Short exercise
Reproduce everything from the line containing "Might I trouble you for the coordinates of the rear side" down to the last line of the items, keeping every line unchanged.

Records shown
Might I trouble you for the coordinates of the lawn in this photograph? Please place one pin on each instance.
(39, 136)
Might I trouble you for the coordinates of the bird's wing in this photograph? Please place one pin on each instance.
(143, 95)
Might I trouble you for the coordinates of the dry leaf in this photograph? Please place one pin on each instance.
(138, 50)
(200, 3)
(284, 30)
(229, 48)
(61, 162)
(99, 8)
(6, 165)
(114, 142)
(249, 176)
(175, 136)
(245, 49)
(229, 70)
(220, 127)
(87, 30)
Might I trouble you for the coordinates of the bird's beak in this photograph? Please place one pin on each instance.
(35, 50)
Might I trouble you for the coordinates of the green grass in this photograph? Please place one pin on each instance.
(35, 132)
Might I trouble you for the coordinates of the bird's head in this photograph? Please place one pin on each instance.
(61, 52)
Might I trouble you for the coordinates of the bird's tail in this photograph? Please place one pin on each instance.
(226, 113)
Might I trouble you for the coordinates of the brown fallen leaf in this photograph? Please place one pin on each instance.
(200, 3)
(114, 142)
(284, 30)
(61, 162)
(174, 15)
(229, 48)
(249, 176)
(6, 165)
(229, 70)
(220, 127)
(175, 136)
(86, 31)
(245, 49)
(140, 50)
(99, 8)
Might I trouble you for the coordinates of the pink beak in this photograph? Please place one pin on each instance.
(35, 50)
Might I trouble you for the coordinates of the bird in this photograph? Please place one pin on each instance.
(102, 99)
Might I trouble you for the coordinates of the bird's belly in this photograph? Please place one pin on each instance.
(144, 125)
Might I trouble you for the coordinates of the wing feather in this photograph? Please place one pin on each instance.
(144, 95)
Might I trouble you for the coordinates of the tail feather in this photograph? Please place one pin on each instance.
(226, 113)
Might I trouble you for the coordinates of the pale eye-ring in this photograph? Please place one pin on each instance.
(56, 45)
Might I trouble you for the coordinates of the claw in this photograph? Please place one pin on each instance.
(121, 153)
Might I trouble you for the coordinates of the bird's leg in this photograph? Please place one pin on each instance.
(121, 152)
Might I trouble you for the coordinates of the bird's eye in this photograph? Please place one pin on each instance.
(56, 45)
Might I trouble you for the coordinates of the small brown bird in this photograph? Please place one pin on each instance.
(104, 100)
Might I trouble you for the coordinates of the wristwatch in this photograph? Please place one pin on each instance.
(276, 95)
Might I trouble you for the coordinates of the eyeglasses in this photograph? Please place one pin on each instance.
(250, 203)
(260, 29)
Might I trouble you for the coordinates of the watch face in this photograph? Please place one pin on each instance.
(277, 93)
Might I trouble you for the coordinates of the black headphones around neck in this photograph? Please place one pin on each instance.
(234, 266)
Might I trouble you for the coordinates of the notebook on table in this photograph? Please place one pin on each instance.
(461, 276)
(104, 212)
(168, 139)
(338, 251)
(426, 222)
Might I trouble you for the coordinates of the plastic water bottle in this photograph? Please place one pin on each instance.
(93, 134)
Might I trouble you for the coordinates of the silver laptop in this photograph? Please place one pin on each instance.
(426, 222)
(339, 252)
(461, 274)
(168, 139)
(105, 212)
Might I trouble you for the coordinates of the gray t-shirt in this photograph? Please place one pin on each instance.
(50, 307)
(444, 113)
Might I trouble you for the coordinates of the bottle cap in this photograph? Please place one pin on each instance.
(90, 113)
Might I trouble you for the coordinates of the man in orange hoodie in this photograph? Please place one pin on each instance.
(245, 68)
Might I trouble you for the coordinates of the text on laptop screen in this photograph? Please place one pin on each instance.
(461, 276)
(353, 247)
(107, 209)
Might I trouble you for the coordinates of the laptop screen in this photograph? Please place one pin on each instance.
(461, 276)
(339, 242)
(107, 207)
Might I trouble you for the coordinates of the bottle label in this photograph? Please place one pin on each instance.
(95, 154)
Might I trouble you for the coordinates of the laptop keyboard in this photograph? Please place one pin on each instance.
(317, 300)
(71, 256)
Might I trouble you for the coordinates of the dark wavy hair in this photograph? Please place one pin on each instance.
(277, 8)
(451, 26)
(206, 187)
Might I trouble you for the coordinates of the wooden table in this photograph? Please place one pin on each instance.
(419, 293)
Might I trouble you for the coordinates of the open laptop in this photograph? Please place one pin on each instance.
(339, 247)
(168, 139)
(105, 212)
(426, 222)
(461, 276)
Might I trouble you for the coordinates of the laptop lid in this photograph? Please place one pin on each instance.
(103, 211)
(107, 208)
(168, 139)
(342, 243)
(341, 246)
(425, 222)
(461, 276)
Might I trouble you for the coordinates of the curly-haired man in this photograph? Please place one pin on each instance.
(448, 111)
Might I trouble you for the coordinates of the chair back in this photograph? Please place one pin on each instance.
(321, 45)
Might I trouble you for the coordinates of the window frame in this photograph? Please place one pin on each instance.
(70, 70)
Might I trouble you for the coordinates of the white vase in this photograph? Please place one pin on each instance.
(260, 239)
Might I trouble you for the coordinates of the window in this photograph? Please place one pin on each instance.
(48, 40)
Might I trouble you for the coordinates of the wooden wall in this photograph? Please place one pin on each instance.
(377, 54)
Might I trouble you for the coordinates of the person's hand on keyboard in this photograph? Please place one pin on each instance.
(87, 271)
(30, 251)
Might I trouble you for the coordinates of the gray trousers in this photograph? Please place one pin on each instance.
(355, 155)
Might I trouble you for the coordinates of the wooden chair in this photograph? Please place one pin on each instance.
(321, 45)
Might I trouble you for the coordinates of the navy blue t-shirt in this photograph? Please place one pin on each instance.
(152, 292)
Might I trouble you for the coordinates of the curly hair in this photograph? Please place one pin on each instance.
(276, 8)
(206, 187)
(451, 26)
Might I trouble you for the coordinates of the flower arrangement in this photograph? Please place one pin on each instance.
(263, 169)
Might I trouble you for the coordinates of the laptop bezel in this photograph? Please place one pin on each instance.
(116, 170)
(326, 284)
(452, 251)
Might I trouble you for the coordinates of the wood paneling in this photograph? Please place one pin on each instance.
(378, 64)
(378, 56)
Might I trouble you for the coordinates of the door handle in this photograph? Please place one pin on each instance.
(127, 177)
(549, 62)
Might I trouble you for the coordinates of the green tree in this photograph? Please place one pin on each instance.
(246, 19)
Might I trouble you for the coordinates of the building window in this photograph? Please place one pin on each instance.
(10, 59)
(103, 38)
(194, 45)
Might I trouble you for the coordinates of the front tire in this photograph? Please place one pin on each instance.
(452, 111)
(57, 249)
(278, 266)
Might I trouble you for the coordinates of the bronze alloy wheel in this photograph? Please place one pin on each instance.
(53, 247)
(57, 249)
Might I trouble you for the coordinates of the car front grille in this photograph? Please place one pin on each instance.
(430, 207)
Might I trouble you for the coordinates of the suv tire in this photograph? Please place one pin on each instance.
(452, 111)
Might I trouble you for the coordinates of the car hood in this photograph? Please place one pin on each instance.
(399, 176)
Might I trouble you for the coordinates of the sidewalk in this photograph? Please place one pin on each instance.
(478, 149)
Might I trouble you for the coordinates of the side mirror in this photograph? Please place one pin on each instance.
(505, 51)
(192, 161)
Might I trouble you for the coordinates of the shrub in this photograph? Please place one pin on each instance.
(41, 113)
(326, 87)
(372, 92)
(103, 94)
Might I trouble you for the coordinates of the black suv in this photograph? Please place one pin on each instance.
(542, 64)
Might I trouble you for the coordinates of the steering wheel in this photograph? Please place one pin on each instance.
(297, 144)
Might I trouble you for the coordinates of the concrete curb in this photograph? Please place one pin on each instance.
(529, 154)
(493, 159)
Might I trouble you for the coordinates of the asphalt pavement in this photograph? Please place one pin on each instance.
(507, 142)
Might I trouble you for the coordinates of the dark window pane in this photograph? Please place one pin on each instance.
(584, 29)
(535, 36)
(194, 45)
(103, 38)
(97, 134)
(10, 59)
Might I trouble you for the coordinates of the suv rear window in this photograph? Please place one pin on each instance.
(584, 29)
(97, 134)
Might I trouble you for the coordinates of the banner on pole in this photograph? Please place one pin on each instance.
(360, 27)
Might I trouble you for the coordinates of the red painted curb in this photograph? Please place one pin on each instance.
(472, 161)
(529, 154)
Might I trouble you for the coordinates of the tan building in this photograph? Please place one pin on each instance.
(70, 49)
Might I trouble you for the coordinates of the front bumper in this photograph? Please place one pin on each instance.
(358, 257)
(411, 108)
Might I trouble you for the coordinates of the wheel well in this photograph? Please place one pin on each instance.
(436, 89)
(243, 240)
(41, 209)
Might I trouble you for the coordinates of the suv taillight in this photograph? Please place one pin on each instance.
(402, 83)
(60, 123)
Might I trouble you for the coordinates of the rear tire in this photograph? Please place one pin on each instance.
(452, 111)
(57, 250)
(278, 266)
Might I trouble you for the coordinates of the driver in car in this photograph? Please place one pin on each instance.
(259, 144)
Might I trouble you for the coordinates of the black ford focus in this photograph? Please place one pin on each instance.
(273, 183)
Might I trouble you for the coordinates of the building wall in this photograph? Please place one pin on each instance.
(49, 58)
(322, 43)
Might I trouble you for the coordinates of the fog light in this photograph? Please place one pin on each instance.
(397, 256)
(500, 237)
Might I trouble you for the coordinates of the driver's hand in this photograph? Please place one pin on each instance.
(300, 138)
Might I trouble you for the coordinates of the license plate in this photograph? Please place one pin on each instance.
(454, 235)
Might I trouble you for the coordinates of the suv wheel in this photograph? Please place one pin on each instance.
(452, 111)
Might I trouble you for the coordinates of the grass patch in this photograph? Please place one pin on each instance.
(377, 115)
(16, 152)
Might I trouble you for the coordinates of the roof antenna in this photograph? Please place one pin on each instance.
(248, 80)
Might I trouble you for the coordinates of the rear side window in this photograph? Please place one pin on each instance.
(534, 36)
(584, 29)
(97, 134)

The response
Might I trouble you for the coordinates of the rear side window in this photograph? Please place one pin on each instance.
(534, 36)
(584, 29)
(97, 134)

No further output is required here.